> Objetivo de la tarea: Escribe sin ningún cambio las líneas de los registros que empiezan en la que contiene "267L297 276L310 286L317" y terminan en la que contiene "positive clicks: (314, 248)", ambas incluidas.

[Datos almacenados]
══════════════════════════════

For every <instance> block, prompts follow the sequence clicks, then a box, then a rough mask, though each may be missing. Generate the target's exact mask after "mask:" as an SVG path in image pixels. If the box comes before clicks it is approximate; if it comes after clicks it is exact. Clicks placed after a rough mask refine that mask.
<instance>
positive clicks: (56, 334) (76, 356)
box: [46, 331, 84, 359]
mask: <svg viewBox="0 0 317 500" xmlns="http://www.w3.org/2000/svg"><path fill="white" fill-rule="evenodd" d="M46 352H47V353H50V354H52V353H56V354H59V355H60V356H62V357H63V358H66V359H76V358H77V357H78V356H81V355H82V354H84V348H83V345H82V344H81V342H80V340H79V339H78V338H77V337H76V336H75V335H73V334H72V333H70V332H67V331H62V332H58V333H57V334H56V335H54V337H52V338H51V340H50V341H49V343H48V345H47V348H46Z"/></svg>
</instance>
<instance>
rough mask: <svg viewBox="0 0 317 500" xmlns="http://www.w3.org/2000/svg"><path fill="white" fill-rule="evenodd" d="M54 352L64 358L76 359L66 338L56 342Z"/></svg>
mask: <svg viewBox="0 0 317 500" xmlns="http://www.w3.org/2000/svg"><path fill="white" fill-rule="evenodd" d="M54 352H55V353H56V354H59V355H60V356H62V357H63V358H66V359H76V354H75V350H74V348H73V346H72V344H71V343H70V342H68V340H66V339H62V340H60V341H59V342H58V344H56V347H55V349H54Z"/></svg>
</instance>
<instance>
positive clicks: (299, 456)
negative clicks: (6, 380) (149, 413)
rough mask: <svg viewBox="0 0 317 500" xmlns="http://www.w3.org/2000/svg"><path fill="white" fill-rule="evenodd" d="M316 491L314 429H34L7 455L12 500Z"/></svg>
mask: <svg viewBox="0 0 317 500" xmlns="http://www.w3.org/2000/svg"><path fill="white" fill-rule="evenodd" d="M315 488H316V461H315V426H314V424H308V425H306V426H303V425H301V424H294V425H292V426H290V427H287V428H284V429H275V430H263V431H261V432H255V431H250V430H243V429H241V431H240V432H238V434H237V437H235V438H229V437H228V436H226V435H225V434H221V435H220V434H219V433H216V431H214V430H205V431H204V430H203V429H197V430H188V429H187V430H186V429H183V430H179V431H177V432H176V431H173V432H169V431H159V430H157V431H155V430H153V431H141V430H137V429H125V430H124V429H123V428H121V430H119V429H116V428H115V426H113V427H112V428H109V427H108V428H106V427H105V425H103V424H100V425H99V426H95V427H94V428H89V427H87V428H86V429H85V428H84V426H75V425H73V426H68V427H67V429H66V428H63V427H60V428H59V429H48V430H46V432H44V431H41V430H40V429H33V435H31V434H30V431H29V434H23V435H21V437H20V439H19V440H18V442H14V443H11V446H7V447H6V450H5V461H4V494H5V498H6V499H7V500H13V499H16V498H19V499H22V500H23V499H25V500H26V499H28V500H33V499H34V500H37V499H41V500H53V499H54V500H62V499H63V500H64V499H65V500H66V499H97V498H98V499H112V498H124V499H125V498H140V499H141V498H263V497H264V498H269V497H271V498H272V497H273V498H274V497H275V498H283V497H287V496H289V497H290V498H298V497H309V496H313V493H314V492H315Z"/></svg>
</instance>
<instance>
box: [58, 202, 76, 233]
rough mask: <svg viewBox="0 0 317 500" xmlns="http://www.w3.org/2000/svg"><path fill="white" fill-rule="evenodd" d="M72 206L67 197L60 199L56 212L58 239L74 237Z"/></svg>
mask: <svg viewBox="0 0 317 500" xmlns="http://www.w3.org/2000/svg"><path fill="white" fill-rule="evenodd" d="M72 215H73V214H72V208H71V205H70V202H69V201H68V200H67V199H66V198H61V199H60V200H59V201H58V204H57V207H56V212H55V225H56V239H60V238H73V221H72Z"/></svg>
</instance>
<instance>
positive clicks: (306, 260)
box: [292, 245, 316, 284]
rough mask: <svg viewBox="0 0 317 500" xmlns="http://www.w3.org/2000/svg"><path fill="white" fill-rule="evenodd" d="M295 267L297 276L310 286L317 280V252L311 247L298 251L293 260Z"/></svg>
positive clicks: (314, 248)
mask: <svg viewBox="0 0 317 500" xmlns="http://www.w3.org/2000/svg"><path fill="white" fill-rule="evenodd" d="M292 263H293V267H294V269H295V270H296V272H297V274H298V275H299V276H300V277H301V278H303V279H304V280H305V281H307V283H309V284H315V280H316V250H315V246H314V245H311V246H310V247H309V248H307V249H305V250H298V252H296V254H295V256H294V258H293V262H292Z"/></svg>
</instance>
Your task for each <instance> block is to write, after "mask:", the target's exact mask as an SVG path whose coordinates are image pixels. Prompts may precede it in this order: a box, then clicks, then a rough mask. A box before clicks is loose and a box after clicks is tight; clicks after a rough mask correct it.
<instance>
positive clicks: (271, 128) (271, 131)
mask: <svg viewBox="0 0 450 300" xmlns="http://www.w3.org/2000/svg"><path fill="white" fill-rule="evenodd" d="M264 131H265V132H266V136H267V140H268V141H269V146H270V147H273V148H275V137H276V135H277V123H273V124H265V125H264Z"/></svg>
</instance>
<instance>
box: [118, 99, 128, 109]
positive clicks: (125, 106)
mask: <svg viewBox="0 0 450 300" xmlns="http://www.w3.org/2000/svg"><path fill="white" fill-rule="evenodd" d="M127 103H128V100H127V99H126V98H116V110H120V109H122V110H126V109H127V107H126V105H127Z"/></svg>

══════════════════════════════

> Respuesta al problema:
rough mask: <svg viewBox="0 0 317 500" xmlns="http://www.w3.org/2000/svg"><path fill="white" fill-rule="evenodd" d="M295 267L297 276L310 286L317 280V252L311 247L298 251L293 260Z"/></svg>
positive clicks: (314, 248)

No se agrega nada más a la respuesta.